"You're kind of a douchebag, and going to Japan is not going to fix that"

So I finally saw Cloverfield. Fun enough. I wish I'd been less spoiled, but that's the internet for you. I loved Michael Giacchino's Ifukube homage over the ending credits.

I have heard criticism along the lines that insofar as it is a 9/11 allegory "terrorism" becomes an alien monster of (literally) unfathomable origin, destroying innocent lives for no reason and unstoppable except via indiscriminate megadestruction. But then I suppose similar criticism applies to Godzilla as nuclear allegory.

Anyhey, I blog this because I was intrigued by Cloverfield's Japanese title, which is:


The first part is just "Cloverfield" in katakana. The second part, hakaisha is a Sino-Japanese word meaning "destroyer", from hakai 破壊 "destruction" and sha 者 "person, actor, doer". The standard Japanese word for iconoclast, for example, is gūzō hakaisha 偶像破壊者, "icon hakaisha". Graham Greene's "The Destructors" has been translated under the title "Hakaisha" (plural/singular distinction is optional in Japanese, as any fule kno). And so on.

# What the exercise asks
Retype the Cloverfield post word for word, starting with "I have heard" and going on through "as nuclear allegory.".

# Records excerpted from a collection
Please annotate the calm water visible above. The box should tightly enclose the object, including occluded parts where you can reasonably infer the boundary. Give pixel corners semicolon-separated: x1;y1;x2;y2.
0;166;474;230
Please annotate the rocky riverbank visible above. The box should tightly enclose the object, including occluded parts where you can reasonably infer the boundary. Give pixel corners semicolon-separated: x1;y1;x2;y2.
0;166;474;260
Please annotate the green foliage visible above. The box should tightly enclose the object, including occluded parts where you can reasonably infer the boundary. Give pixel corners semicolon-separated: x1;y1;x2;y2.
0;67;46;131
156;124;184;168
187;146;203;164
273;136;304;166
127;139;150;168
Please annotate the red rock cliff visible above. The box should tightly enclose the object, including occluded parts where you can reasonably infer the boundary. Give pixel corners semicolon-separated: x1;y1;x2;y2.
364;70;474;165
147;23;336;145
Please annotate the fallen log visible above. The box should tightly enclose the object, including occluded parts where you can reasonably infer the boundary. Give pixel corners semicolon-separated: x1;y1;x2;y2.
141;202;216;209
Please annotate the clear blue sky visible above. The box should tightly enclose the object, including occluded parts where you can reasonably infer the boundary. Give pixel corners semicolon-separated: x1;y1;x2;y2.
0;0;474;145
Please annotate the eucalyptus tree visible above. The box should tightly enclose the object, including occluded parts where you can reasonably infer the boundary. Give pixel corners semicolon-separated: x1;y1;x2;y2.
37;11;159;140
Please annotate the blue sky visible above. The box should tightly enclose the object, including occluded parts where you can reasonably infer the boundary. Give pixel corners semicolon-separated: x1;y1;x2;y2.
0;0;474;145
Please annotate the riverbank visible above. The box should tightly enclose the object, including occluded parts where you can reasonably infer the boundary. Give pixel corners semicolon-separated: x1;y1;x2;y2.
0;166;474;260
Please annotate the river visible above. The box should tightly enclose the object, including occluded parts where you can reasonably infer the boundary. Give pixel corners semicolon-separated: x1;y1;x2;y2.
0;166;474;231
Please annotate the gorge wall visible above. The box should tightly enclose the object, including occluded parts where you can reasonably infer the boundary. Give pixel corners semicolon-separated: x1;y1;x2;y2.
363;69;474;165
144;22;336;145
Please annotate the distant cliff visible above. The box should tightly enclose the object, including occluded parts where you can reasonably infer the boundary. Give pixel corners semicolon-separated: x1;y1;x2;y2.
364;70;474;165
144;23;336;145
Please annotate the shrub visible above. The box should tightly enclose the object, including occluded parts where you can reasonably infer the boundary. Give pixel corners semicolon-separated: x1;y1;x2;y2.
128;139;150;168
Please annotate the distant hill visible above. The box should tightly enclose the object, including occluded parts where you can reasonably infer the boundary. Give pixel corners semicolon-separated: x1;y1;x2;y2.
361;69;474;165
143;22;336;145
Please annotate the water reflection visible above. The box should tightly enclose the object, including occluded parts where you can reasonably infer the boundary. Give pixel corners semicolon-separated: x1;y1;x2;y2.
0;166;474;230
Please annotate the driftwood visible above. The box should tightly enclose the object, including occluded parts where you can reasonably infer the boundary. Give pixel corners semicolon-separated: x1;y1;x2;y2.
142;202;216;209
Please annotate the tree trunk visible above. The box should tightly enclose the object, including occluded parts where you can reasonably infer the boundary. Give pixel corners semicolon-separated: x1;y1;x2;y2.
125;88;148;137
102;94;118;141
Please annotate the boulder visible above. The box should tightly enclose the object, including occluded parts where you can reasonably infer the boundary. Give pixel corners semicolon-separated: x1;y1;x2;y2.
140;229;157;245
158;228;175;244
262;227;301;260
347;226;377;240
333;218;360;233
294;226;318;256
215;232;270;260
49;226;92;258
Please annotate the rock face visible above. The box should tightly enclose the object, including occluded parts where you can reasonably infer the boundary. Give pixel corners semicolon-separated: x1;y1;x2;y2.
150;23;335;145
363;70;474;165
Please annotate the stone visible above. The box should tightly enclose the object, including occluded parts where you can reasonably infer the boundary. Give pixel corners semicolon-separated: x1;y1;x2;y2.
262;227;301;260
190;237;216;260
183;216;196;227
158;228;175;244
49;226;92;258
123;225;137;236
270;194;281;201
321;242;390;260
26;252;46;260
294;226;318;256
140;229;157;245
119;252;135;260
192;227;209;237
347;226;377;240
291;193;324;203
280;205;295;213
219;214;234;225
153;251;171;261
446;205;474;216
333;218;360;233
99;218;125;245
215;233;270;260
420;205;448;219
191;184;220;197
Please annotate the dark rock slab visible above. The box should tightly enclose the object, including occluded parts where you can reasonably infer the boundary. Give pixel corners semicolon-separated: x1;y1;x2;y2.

# Written response
I have heard criticism along the lines that insofar as it is a 9/11 allegory "terrorism" becomes an alien monster of (literally) unfathomable origin, destroying innocent lives for no reason and unstoppable except via indiscriminate megadestruction. But then I suppose similar criticism applies to Godzilla as nuclear allegory.